> **WRITTEN INSTRUCTION**
Can you rewrite the records below as a two-column CSV with the headers record_text and answer? Give one row per record, put each value in its own quoted field, and turn any line breaks into spaces.

> **DATA TO USE**
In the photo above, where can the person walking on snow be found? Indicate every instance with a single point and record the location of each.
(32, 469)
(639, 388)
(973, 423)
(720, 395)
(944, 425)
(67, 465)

> **SOLUTION FOR THIS EXERCISE**
record_text,answer
"In the photo above, where can the person walking on snow be found? Indicate every instance with a single point and record the location of each.","(32, 469) (639, 388) (973, 423) (720, 395) (944, 425) (67, 465)"